■ **Exercise passage**
=-=-=

When preparing and designing correctional facilities, mental hospitals, and secured hospital units, standard washroom equipment will not work. Every fixture will need to be analysed to consider their safety, as things that most of humanity wouldn't care about can become real threats in these sensitive environments.
Ligature Resistant Bathroom Accessories are designed specifically to minimise or completely remove all attachment points that can be used to tie or secure a ligature. These products are not designed to make places feel like a prison or correctional facility, in fact, they look surprisingly normal while doing a serious safety job on the background.
In a standard washroom, without even trying to search, a person can say that they see dozens of potential ligature points. These points include, but are not limited to, exposed towel rack brackets, towel and coat hooks, hand grab rails with empty places behind them, fixed grab rails, and even protruding taps. These everyday objects become true hazards in behavioural health environments or anywhere people may be at risk of self-harming.
The challenge when creating bathrooms is to balance safety with making the user feel like their dignity isn't stripped away. It wouldn't be fair to use restrooms that feel like a jail cell, yet safety cannot be overlooked. That's the balance the ligature Resistant Products are designed to provide.
Ligature-resistant toilets are built quite differently to some of the toilets you may have come across. The cisterns are designed to be either concealed in the walls, or they are designed without any external pipes that could be anchored as a point. Close-coupled designs eliminate the gap between the pans and the cisterns. A number of models have enclosed flush mechanisms instead of levers and handles which are not as easy to flush.
The toilet seat fixings matter too. Regular Toilet seats are attached with bolts that stick out which is a clear issue. Ligature-resistant toilets use a design of either concealed fixings or they use a design where the bolts break away at lower weights to remove the issue entirely.
Primarily you have floor-mounted pans, with anti-vandal fixtures, smooth designs that don't have any ledge or corner. The materials are ones that can take a fair amount of abuse without cracking and can break into small pieces which can be dangerous.
Pedestal sinks have all that plumbing exposed underneath. Not suitable. Ligature resistant basins are wall-hung with all pipework concealed, or they use custom design shrouds that won't create ligature points while hiding all the plumbing.
Taps are another consideration. Traditional pillar tap with separate hot and cold? Too many protruding parts. Ligature resistant taps are typically flush mounted or have very short, smooth spouts with no grip or anchoring points. Some of the models are push button or sensor-operated to remove handles altogether.
The sink and taps designs also need to pay attention to the overflow outlets and plug holes. Anything that is recessed as opposed to protruding, and wedged.

=-=-=

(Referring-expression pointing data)

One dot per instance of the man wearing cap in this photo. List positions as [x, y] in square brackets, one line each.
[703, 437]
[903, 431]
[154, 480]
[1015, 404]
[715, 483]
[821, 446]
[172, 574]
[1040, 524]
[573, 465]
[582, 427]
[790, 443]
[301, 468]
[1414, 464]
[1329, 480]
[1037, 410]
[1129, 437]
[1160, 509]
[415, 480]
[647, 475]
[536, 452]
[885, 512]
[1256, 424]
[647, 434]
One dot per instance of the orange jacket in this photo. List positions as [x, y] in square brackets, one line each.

=-=-=

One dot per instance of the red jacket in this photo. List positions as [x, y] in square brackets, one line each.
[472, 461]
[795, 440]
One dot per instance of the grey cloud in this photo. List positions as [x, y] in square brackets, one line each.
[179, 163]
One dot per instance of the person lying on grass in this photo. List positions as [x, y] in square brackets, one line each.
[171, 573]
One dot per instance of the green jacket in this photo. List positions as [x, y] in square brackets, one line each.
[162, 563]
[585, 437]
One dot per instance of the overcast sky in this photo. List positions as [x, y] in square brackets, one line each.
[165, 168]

=-=-=

■ **What this exercise asks**
(1) In the passage on ligature-resistant bathroom fixtures, how are ligature-resistant basins installed?
(2) Say whether each statement agrees with the passage on ligature-resistant bathroom fixtures, and quote the words that decide it: (a) Pedestal sinks are suitable because their plumbing sits underneath. (b) Some ligature-resistant taps are sensor-operated. (c) Close-coupled toilet designs remove the gap between the pan and the cistern.
(3) Carry the passage on ligature-resistant bathroom fixtures forward from its last sentence.
The rows are separate material and have no connection to the passage on ligature-resistant bathroom fixtures.

■ **Answers to the tasks**
(1) They are wall-hung with all pipework concealed, or they use custom design shrouds that hide the plumbing without creating ligature points.

(2)
(a) No: "Pedestal sinks have all that plumbing exposed underneath. Not suitable."
(b) Yes: "Some of the models are push button or sensor-operated to remove handles altogether."
(c) Yes: "Close-coupled designs eliminate the gap between the pans and the cisterns."

(3)
Shower heads in these environments can't be the adjustable types on a rail that you would have at home. Ligature resistant showers typically use fixed flush mounted heads or ceiling mounted showers.
Controls are kept minimal. Often there's just a simple on and off mechanism, rather than separate temperature and flow controls. These add a lot of potential attachment points, and are just not necessary.
Shower trays should technically be sharp-cornered slippery safety deathtraps, right? Wrong! Facilities could use waterproof rooms that have built-in drains so curtain rails/shower doors can be avoided, however, if doors are used, they are designed to prevent people from being trapped.
You'd think Grab Rails would be simple? Wrong! The standard rails with gaps between the rail and the wall are textbook ligature traps waiting to be activated. Either ligature-resistant grab rails are mounted flush to the wall with integrated fixing plates, or they are using breakaway mechanisms that can detach from the wall if enough force is applied.
This also applies to other restroom accessories. Every item from soap dispensers, to paper towel holders, mirrors, and even the walls they attach to, need to have recessed wall designs with sloped tops and no protrusions. Coat hooks are often a ligature trap concern. If the design needs to have coat hooks at all, they have to be the kind that is known to collapse under weight and swing inward.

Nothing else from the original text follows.